⟨

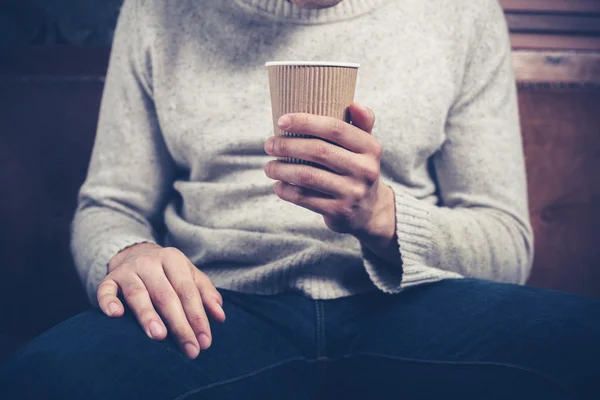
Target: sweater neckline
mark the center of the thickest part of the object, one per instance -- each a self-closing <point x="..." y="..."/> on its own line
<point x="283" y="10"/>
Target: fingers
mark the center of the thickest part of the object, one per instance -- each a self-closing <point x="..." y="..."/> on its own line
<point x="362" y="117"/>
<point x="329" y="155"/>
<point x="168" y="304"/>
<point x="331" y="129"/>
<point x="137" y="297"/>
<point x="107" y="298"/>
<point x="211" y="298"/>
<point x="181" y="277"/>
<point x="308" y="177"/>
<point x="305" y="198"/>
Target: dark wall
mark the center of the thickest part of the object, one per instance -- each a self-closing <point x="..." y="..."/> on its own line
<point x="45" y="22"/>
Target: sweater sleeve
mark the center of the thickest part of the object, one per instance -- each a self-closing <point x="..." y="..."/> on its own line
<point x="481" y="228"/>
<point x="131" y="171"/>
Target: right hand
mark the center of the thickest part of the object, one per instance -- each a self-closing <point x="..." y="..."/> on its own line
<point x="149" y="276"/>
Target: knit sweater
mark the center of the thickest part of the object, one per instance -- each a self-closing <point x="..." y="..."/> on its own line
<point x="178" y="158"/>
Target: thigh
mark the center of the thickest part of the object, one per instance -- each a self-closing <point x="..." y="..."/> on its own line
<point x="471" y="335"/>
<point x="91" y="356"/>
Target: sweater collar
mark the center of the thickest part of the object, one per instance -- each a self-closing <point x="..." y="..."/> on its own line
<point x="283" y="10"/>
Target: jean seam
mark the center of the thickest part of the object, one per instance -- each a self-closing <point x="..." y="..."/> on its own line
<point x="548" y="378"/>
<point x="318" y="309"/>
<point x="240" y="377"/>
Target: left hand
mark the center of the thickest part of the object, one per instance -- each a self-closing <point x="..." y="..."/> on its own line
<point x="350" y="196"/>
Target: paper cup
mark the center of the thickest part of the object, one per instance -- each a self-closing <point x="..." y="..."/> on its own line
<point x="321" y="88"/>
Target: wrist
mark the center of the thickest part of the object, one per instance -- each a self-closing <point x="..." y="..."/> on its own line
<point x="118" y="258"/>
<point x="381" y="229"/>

⟩
⟨

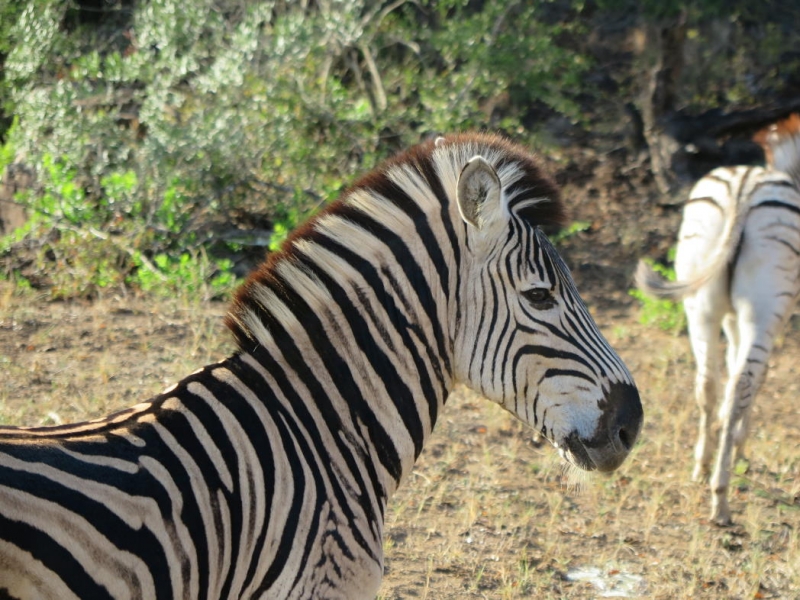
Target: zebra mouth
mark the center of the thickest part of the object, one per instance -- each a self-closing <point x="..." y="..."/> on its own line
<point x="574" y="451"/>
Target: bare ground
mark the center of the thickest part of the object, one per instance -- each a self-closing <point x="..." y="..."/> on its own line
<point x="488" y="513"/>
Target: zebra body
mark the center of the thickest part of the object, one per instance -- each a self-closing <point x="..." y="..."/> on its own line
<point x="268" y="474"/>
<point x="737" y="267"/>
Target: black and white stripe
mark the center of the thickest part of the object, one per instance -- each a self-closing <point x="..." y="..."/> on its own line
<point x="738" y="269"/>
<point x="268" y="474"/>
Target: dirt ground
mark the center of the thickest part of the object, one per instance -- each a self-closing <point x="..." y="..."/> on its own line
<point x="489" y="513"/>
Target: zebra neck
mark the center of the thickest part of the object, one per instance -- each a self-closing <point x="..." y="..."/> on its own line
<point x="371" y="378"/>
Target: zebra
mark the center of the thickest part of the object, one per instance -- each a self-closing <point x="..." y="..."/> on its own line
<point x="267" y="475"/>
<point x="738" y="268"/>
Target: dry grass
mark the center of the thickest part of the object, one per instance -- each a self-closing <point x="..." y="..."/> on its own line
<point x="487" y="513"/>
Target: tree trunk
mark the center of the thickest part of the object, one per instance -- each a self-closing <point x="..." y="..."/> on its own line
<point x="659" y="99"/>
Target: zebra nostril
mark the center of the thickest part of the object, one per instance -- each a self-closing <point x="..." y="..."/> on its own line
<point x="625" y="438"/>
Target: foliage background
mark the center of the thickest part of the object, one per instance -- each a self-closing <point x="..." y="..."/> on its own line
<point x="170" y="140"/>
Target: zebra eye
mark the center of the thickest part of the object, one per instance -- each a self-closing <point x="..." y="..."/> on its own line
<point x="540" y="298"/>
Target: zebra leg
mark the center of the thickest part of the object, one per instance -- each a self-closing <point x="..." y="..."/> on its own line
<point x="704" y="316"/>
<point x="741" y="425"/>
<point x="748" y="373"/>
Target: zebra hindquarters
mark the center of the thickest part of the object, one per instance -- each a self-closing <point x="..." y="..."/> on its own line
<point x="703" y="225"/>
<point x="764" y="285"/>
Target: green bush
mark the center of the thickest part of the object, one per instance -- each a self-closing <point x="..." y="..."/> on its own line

⟩

Count the lines in the listing above that contain the word "zebra", treating uppercase and lowercase as different, and give only that number.

8